Dataset excerpts:
=======

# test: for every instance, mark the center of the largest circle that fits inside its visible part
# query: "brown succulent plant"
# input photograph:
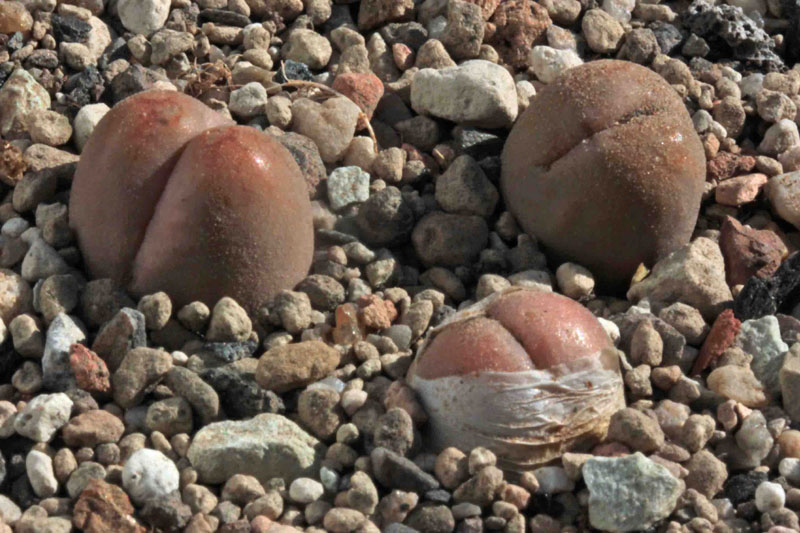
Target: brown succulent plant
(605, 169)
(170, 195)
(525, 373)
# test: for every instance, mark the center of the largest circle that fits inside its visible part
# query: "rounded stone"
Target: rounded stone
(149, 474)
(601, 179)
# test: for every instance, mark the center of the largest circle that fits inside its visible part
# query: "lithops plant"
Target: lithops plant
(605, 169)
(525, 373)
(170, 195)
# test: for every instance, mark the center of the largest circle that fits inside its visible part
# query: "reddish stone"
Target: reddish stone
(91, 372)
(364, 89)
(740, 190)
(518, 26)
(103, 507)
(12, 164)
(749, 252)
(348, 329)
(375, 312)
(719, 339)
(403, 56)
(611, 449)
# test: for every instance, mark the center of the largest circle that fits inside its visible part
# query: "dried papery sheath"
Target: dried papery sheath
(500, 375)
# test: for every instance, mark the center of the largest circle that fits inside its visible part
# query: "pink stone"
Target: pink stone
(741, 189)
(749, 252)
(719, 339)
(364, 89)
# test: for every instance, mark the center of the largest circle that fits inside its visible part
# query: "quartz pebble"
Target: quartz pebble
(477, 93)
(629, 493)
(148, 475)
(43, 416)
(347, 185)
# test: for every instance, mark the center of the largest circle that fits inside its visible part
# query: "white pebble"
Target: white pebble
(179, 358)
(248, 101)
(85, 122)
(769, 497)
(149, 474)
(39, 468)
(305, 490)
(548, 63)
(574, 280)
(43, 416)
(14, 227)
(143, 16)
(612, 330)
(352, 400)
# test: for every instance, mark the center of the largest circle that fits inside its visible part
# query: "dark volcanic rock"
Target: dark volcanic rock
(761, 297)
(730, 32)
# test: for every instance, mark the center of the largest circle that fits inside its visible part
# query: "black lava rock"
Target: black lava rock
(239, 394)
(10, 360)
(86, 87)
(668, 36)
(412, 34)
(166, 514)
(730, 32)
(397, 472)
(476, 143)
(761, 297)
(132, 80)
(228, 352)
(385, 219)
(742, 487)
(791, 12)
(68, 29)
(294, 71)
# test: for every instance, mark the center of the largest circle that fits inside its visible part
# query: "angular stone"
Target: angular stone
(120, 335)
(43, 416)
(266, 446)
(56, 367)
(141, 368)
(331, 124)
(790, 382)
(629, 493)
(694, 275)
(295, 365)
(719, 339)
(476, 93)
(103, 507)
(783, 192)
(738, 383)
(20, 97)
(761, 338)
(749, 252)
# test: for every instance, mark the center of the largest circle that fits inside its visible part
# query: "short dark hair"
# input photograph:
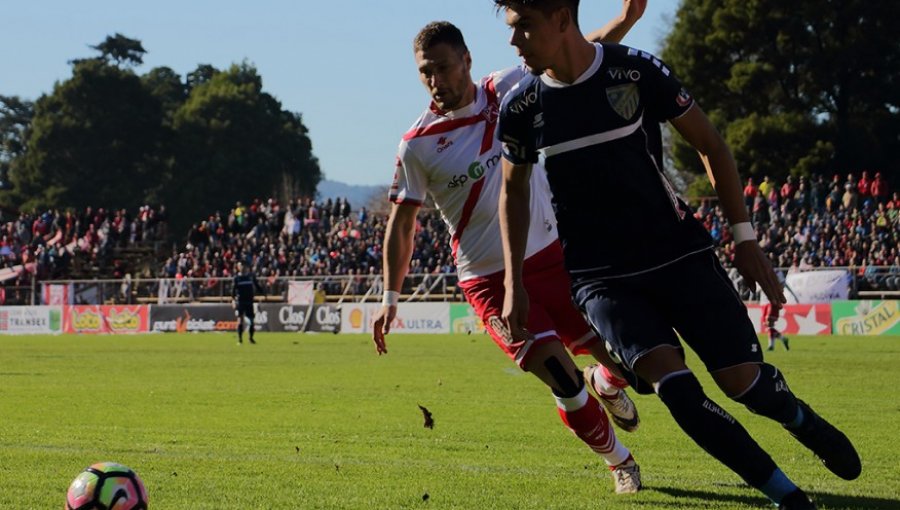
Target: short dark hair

=======

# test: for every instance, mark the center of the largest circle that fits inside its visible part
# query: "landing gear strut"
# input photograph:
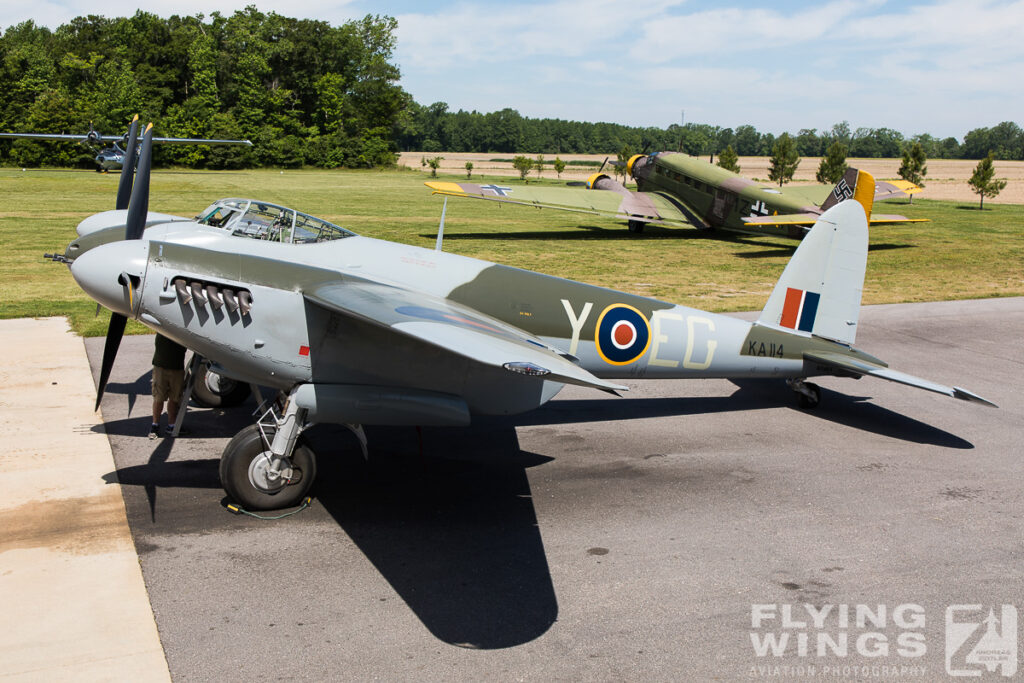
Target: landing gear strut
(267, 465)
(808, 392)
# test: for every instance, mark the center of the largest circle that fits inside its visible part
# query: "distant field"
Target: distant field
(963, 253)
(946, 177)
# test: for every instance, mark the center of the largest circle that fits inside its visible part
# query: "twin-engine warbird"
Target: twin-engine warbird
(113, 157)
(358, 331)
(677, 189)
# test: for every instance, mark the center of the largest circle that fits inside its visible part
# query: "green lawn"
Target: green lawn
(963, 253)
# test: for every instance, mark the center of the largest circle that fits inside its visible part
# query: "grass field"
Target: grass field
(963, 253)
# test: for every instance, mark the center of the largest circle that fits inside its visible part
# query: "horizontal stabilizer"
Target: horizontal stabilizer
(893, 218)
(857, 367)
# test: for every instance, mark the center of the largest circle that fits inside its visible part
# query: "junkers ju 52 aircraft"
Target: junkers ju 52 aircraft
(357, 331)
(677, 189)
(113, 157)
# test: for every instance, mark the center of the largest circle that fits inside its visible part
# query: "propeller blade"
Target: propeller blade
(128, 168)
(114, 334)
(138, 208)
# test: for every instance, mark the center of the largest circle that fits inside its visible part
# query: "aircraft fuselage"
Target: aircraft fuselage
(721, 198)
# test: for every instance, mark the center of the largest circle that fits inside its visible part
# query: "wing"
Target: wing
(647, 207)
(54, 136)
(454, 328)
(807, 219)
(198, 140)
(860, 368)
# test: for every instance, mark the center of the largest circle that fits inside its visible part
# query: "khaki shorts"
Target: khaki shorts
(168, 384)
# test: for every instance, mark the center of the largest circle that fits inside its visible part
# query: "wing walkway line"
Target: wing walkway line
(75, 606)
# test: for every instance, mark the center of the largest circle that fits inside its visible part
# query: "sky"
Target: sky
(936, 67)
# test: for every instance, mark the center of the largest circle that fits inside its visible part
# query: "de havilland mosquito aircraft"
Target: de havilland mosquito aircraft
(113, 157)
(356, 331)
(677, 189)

=======

In the data above, tally the lines that contain the string "hair" and give that figure alone.

2